To do:
[a] In the TF-IDF feature request, quote the passage between "feat(text): Add TF-IDF" and "machine learning pipelines.", inclusive.
[b] How many categories does the defect taxonomy in the TF-IDF feature request contain?
[c] Carry on writing the TF-IDF feature request from its last sentence.

Source excerpt:
* begin *
Skip to content

feat(text): Add TF-IDF vectorizer for text feature extraction #70

@noahgift

Description

@noahgift

Summary

Add TF-IDF (Term Frequency-Inverse Document Frequency) vectorization to aprender::text module for text feature extraction in machine learning pipelines.

Motivation

The organizational-intelligence-plugin project (https://github.com/paiml/organizational-intelligence-plugin) is implementing NLP-based defect classification and requires TF-IDF feature extraction for Phase 2 ML classification (Tier 2: TF-IDF + ML classifier, target <100ms inference).

Current Status:

  • ✅ Phase 1 Complete: Rule-based classifier with aprender text processing (tokenization, stemming, stopwords)
  • ✅ 18-category defect taxonomy (10 general + 8 transpiler-specific)
* end *
Dataset entries:
* begin *
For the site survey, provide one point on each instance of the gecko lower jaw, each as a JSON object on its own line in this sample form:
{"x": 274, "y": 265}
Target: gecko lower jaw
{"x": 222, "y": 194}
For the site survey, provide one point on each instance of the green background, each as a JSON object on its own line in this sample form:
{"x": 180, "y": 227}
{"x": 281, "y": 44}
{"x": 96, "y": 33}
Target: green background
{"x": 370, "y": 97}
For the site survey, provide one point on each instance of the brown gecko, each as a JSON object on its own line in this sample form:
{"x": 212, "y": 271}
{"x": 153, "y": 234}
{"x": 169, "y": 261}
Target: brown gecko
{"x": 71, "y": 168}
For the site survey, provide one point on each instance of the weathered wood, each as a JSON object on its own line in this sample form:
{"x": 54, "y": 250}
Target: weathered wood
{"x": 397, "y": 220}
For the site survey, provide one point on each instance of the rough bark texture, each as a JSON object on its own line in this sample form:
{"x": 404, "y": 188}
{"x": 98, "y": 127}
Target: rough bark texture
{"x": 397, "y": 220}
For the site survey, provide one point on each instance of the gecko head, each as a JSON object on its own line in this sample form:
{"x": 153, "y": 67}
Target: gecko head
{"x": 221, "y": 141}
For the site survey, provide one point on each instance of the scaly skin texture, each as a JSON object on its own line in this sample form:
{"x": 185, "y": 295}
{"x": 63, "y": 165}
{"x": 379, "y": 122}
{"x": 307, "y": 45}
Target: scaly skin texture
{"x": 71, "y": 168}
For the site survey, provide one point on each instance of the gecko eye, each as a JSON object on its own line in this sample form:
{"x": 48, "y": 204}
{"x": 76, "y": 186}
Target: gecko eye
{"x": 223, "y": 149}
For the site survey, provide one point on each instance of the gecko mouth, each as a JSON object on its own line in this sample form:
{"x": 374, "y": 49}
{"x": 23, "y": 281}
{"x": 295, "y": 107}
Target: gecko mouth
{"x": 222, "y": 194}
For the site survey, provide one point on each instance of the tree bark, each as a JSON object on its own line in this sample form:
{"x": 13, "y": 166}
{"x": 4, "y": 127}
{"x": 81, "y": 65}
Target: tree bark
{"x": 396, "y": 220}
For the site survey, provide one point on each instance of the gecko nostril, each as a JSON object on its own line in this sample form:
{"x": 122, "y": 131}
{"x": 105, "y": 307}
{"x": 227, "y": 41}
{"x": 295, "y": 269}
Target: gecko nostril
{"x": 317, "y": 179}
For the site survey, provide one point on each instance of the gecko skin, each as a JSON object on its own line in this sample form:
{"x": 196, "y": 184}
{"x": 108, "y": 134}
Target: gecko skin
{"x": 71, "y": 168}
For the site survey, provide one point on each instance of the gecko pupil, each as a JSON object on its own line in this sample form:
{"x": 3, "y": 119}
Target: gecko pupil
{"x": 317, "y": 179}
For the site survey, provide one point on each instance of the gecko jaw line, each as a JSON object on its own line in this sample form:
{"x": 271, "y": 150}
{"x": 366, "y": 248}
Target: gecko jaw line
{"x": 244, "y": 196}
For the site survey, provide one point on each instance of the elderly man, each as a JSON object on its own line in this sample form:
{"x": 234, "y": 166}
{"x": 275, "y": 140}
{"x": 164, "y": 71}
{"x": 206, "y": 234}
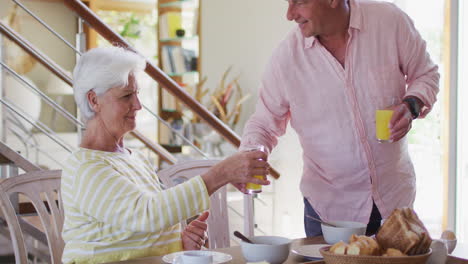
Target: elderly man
{"x": 344, "y": 60}
{"x": 115, "y": 206}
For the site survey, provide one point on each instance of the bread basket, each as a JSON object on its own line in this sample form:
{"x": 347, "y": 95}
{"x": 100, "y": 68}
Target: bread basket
{"x": 331, "y": 258}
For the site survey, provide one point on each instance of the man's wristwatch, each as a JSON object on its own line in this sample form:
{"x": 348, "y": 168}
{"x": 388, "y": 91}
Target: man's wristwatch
{"x": 413, "y": 106}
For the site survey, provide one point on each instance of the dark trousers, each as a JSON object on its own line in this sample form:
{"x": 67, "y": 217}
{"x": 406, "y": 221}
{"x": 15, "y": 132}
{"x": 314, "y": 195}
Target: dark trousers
{"x": 313, "y": 228}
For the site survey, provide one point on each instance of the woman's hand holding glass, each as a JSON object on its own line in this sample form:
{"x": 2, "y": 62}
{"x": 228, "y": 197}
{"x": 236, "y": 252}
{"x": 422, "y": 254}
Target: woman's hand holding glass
{"x": 239, "y": 169}
{"x": 401, "y": 122}
{"x": 194, "y": 235}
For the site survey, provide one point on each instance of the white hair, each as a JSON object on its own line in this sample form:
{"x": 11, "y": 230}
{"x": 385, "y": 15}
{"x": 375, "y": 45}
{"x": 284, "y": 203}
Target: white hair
{"x": 99, "y": 70}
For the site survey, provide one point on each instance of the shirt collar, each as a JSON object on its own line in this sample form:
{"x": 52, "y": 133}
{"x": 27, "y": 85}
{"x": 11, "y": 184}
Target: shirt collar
{"x": 355, "y": 22}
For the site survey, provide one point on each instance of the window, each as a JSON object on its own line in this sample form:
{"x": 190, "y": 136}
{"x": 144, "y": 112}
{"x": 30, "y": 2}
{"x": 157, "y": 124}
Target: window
{"x": 462, "y": 124}
{"x": 426, "y": 139}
* end *
Outputs by task:
[a]
feat(text): Add TF-IDF vectorizer for text feature extraction #70

@noahgift

Description

@noahgift

Summary

Add TF-IDF (Term Frequency-Inverse Document Frequency) vectorization to aprender::text module for text feature extraction in machine learning pipelines.

[b] 18 categories: 10 general and 8 transpiler-specific.

[c]
  • ✅ Multi-label classification support
  • ❌ Phase 2 Blocked: Need TF-IDF vectorization for ML feature extraction

Target Pipeline:

// Desired API
use aprender::text::tfidf::TfidfVectorizer;
use aprender::text::tokenize::WordTokenizer;

let vectorizer = TfidfVectorizer::new()
    .max_features(1500)
    .ngram_range(1, 3)  // unigrams, bigrams, trigrams
    .min_df(5)          // min document frequency
    .max_df(0.5)        // max document frequency (ignore common terms)
    .sublinear_tf(true); // use log(1 + tf) damping

// Fit on training corpus
vectorizer.fit(&commit_messages)?;

// Transform to sparse feature matrix
let X_train = vectorizer.transform(&commit_messages)?;

// Get feature names for interpretability
let feature_names = vectorizer.get_feature_names();

Requirements

Core TF-IDF Formula

TF (Term Frequency):

tf(t, d) = count(t in d)

IDF (Inverse Document Frequency):

idf(t, D) = log((1 + |D|) / (1 + df(t))) + 1

Where:

  • df(t) = number of documents containing term t
  • |D| = total number of documents

TF-IDF:

tfidf(t, d, D) = tf(t, d) × idf(t, D)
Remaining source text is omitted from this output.